Each line below from the one containing "Each instance of the brown" through the one containing "Each instance of the denim" should be output exactly as it stands, and no other line should appear.

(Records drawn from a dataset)
====
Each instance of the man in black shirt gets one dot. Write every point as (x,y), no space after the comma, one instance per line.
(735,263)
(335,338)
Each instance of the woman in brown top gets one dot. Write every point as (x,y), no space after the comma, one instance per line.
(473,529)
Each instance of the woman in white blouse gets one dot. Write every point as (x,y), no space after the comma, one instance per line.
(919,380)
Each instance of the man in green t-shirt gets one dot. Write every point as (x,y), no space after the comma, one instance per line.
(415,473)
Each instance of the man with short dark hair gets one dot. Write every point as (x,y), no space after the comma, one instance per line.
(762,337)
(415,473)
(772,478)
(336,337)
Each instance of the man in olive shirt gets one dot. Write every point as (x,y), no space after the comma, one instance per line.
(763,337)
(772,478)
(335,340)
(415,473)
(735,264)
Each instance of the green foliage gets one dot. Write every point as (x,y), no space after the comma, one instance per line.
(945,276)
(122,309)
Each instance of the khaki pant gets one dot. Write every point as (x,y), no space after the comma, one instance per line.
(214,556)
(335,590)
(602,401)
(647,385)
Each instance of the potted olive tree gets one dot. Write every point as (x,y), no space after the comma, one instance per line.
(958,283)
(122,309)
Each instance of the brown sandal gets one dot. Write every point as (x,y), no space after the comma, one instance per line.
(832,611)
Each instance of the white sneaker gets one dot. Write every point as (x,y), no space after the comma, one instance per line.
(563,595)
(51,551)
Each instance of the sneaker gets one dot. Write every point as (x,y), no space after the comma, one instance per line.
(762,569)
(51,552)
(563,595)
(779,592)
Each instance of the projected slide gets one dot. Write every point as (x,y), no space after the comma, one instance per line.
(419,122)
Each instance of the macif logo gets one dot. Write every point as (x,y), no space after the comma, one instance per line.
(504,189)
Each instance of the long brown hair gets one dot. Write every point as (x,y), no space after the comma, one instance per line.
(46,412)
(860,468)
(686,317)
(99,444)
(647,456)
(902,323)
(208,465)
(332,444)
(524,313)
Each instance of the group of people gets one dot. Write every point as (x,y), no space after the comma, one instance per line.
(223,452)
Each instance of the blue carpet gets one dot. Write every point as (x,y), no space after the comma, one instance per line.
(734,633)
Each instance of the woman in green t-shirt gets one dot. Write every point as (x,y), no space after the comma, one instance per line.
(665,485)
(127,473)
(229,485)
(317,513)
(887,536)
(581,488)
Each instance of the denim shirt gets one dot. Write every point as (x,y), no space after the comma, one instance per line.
====
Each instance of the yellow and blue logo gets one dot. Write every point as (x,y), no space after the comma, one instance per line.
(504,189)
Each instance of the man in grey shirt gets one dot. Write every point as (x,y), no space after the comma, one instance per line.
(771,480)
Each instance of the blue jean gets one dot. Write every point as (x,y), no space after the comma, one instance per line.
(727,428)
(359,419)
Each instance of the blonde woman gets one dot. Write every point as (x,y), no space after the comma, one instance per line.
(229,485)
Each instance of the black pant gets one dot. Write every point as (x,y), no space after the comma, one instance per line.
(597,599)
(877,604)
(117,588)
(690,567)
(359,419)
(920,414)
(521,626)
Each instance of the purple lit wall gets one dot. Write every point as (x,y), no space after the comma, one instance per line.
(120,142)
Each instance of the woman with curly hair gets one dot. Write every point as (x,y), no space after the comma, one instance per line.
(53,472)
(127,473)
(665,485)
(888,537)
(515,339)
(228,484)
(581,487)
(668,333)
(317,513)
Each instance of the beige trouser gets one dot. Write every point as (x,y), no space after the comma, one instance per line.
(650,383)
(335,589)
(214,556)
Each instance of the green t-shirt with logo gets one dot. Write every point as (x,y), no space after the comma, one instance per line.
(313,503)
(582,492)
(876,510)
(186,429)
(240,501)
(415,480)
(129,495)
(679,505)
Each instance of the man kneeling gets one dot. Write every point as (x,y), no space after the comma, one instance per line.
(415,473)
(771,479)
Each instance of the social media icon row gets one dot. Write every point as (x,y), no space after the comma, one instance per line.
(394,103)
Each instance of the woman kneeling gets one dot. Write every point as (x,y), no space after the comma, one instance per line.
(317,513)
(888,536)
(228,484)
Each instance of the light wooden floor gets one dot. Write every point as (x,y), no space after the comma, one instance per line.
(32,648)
====
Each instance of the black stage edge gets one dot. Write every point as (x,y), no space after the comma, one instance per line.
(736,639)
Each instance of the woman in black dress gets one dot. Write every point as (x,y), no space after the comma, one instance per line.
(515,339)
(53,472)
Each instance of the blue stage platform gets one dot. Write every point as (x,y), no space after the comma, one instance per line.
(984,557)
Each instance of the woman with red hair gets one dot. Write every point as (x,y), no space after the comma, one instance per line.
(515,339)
====
- RESPONSE TO THIS TASK:
Each instance of the brown sandal gets one dot. Write every point as (x,y), no space after the comma, one instance per line.
(832,611)
Each instance of the white sneaker gets one dot. Write every point as (x,y), no space after the comma, one instance per line.
(563,595)
(51,551)
Each instance of the sneaker gets one dot. Write every point as (x,y), no space after the comma, one instance per line.
(762,569)
(51,552)
(563,595)
(779,592)
Each instance of the projected slide gets one dot. Write every point as (x,y), no space after the comma, one instance per line.
(419,122)
Each instance of the macif logo gets one dot. Write every point as (x,y), no space after the comma, one instance per line.
(504,189)
Each instance of the long brown hair gets one dot. Write every point as (x,y), no space after the comma, one instance per line.
(46,412)
(860,468)
(686,317)
(99,444)
(647,456)
(902,323)
(208,465)
(332,444)
(524,313)
Each instance of the group of people gets one dot. Write every point as (x,y), no space after the comma, one instance per line.
(223,452)
Each instance of the blue carpet gets one dot. Write every point as (x,y), no space after the comma, one instance per line.
(734,633)
Each instance of the woman in green t-shirt gets one dot. Write every point as (x,y), no space after the comma, one instance per line.
(665,485)
(127,473)
(229,485)
(317,513)
(887,536)
(581,488)
Each instance of the denim shirt gets one dot. Write every point as (x,y), no space after the comma, one instance per line.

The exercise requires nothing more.